EXTRACT PROVIDED
As we pointed out in a recent article, Venezuela’s population is identical to that of Peru, as is its gross revenue from exports, and yet Venezuelans are starving while Peru is thriving and even exporting food items. Evidently the current troubles affecting the people of Venezuela are not caused by a lack of funds, but by the socialist ideology of a regime that compounds the problem with corruption surpassing even African levels.
Moreover, with an inflation rate topping 1,000 percent according to respected Johns Hopkins economist Steve Hanke, by far the world’s highest rate, even when food reaches the state-run markets, it is not affordable to the majority of Venezuelans. As The New York Times reported this weekend, most of the protesters massively demonstrating in Venezuela’s cities for the last three months mention hunger as the key factor that brought them to the streets.
The Maduro regime is intent on propagating the idea that the Venezuelan economy is on a death spiral due to the collapse of its oil income. That is false. While starving its population, the regime’s leaders have amassed enormous sums. According to the Secretary General of the Organization of American States (OAS), Luis Almagro, Venezuela’s vice president Tarek El-Aissami, accused by the U.S. Treasury of being the ring leader of an international drug dealing gang, has accumulated a fortune of USD $5 billion. These funds would be enough to feed most of Venezuela for almost a year.
The embargo would give Maduro someone else to blame
This is the weakest of all the arguments against the embargo. If Venezuela were a land of plenty and its economy suddenly collapsed due to a US embargo, Maduro would indeed have someone else to blame. Keep in mind, however, that Venezuelans have been starving and have been suffering from severe shortages of medication, toilet paper, soap, diapers and almost every other imaginable product since late 2014. It is unfathomable that the millions of Venezuelans who have been out in the streets pleading for regime change would somehow, overnight, blame the United States for their troubles. Venezuela in 2017 is not Cuba in 1958, even if the traditional argument used against the Cuban embargo were true, which it is not.
It should be understood that Venezuelans are fighting against not one, but two dictatorships. The struggle inside Venezuela is as much against Raúl Castro as it is against Nicolás Maduro.
During his testimony to the U.S. Senate last week, OAS Secretary General Almagro stated: “There are 15,000 Cubans in Venezuela…It’s like an occupation army.”
The fact is that Cuba is like a leech sucking the blood from Venezuela. As long as Cuba’s communist regime can get some revenue out of Venezuela, it will use any tool at its disposal to keep the Maduro regime in power. The blood that the Cuban leech is sucking is the flow of dollars from Venezuelan oil exports to the United States.
By importing oil from Venezuela, the United States is not helping to keep the Venezuelan population fed. It is helping Raúl Castro avoid discontent at home, because a good chunk of those funds end up in Havana, not Caracas.

WHAT THE TASK REQUIRES
How would you put this sentence from the passage on Venezuela into Spanish: "The struggle inside Venezuela is as much against Raúl Castro as it is against Nicolás Maduro."

RECORD SET
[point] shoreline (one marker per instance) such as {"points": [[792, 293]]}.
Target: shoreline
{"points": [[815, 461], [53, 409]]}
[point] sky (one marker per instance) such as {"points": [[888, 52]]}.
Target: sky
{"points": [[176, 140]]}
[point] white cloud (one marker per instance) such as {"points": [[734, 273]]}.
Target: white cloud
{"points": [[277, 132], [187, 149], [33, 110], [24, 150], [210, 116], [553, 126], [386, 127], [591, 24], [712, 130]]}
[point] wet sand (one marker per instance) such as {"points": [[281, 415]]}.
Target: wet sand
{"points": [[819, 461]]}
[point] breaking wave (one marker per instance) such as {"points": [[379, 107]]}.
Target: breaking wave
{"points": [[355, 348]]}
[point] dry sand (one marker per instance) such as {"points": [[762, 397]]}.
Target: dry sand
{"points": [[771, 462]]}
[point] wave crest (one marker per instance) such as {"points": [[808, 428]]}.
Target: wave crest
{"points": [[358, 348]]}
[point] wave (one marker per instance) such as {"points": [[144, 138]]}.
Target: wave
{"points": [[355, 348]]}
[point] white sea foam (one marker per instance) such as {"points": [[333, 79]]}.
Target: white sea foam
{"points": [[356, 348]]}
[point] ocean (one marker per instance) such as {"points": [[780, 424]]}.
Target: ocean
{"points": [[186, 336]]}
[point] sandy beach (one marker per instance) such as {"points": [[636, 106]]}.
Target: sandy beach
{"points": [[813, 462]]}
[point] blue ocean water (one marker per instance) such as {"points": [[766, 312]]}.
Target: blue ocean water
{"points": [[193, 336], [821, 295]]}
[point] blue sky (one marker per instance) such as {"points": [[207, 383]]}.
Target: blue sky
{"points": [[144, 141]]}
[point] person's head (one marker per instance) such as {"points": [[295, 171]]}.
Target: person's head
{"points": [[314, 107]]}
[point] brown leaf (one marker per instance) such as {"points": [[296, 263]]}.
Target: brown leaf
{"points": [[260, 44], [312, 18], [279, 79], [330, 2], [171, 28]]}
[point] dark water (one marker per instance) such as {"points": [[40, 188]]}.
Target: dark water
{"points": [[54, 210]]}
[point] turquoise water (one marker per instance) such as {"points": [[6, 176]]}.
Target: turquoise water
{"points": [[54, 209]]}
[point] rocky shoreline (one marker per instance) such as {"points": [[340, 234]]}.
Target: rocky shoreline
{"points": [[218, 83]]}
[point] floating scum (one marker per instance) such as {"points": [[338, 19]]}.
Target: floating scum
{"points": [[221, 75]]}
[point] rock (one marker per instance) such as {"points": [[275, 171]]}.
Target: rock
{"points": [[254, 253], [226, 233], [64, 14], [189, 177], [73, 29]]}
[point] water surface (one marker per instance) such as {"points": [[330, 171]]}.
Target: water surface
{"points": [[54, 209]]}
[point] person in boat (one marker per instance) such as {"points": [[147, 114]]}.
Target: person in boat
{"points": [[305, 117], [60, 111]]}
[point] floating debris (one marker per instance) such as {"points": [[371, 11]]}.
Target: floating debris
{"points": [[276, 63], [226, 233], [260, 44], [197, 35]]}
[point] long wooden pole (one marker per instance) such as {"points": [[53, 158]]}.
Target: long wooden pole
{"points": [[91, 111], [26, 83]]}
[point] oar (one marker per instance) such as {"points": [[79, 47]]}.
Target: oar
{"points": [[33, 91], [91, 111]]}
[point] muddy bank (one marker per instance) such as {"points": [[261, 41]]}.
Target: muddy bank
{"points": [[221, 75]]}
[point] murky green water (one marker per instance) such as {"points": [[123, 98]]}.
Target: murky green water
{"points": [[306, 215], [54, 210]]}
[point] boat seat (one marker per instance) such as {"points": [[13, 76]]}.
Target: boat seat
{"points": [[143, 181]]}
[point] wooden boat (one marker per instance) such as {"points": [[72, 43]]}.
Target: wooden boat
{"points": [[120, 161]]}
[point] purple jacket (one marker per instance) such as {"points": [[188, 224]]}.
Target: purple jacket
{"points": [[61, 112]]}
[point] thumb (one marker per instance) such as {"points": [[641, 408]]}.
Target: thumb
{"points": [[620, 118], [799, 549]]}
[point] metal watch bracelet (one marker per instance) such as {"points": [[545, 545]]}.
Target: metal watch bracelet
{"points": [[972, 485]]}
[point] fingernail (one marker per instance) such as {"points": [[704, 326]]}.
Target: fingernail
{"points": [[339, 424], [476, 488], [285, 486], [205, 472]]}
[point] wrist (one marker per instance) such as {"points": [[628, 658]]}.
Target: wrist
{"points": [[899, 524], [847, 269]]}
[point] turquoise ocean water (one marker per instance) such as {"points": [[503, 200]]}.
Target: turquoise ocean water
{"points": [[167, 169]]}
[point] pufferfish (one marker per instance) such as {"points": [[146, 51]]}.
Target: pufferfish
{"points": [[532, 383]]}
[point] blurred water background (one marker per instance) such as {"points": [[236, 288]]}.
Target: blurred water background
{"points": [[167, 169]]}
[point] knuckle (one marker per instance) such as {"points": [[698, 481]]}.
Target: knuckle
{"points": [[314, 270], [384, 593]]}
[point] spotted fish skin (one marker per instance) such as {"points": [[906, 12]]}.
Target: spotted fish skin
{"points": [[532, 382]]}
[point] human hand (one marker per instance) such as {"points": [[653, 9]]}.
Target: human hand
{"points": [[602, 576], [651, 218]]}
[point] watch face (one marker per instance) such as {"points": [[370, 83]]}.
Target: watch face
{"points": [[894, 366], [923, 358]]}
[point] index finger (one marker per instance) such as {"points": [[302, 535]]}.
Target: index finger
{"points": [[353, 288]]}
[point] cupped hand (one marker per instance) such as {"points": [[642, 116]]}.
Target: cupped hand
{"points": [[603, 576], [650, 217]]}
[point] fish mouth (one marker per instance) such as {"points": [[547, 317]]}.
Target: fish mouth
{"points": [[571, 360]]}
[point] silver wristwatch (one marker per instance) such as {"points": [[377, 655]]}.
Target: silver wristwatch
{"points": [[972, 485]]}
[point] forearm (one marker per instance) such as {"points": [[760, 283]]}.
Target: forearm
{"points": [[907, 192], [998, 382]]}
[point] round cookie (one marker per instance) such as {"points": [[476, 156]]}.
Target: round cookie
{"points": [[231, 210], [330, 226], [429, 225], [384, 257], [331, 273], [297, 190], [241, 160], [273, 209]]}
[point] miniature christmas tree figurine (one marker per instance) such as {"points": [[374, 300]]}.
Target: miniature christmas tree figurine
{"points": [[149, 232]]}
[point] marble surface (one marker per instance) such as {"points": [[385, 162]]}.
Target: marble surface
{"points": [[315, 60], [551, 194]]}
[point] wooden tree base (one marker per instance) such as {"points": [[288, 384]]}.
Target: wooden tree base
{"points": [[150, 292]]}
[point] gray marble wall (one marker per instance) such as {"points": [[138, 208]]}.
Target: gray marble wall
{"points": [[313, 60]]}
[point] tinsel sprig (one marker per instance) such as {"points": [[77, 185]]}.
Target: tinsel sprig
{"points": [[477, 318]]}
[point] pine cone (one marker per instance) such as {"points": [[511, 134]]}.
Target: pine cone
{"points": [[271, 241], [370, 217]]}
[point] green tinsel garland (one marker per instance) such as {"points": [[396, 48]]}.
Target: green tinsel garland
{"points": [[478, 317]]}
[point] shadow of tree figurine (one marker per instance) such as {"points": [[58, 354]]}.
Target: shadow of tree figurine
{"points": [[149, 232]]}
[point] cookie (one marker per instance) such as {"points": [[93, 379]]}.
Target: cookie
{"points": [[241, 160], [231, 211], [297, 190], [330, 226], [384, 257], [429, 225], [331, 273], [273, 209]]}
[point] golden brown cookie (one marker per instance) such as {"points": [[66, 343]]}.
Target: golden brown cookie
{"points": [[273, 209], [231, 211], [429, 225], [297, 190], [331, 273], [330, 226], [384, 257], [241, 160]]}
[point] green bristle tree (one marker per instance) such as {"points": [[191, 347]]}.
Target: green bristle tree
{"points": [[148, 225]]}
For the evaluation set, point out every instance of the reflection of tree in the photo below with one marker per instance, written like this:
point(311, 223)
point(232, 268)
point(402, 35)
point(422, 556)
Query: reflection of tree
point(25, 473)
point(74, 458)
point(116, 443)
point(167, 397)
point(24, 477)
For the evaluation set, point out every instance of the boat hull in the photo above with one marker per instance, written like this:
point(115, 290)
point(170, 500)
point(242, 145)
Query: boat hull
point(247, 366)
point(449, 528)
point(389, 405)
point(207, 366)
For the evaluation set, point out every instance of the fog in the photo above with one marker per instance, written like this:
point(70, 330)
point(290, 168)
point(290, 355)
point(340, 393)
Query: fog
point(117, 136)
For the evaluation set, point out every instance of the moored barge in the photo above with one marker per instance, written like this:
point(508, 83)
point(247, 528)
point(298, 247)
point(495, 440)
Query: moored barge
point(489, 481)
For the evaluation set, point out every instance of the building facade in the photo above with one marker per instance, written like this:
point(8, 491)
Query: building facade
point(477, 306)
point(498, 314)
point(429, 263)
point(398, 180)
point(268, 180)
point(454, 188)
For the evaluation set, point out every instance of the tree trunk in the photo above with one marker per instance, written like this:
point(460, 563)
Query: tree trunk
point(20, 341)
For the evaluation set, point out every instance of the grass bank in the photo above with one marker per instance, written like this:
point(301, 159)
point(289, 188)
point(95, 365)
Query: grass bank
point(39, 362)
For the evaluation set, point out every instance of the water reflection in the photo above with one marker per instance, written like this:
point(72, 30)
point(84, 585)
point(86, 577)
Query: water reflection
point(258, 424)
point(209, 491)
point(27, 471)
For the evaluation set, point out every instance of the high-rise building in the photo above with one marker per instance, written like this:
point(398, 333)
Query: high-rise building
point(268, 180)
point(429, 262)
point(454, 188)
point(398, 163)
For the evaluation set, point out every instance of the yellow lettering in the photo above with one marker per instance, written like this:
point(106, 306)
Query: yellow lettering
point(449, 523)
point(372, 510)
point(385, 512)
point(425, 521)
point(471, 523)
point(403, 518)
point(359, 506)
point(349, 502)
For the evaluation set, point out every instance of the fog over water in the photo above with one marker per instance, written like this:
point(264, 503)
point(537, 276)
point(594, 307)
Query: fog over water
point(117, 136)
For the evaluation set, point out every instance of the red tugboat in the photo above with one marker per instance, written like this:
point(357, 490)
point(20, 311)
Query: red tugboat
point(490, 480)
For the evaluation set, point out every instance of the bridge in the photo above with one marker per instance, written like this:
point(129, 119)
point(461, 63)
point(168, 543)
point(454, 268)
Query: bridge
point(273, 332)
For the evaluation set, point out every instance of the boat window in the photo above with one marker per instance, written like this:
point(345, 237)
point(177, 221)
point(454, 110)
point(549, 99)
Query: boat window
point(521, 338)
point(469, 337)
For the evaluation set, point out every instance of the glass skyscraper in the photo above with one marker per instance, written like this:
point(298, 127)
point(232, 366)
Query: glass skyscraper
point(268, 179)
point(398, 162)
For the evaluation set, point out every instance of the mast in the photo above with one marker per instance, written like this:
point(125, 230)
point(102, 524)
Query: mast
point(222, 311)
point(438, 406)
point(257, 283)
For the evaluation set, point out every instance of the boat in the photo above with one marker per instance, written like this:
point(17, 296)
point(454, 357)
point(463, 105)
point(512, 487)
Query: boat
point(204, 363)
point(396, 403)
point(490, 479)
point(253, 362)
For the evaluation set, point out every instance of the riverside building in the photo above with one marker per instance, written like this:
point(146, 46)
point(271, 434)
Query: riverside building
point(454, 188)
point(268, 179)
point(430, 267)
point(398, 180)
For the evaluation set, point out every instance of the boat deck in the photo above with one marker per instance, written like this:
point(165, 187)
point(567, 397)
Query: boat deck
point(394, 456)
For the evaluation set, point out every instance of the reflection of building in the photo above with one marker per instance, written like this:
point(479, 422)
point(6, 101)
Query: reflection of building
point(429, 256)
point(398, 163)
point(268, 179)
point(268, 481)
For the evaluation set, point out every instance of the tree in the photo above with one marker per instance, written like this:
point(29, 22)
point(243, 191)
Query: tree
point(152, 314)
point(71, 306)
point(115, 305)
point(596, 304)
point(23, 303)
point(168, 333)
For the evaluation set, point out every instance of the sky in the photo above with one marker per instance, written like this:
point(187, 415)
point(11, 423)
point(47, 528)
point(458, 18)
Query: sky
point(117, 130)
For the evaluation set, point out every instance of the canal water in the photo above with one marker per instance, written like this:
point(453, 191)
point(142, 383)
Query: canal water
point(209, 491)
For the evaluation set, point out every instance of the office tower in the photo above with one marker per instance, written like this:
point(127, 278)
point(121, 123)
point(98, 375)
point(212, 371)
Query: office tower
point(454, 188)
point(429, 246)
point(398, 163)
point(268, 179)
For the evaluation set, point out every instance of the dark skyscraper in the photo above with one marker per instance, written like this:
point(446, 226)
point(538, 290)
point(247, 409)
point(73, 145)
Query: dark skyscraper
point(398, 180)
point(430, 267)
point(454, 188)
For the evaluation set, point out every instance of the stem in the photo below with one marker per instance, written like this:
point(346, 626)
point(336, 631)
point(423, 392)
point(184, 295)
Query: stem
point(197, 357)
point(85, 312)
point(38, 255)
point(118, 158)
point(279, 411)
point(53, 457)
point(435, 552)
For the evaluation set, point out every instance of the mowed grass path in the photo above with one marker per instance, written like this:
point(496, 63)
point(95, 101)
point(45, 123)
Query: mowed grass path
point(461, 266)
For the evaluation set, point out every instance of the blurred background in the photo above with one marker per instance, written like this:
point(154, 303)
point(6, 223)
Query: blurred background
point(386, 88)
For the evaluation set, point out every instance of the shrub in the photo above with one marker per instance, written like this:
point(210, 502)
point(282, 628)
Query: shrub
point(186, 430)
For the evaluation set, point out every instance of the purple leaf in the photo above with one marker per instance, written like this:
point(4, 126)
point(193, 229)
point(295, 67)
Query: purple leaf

ANSWER SECTION
La lucha dentro de Venezuela es tanto contra Raúl Castro como contra Nicolás Maduro.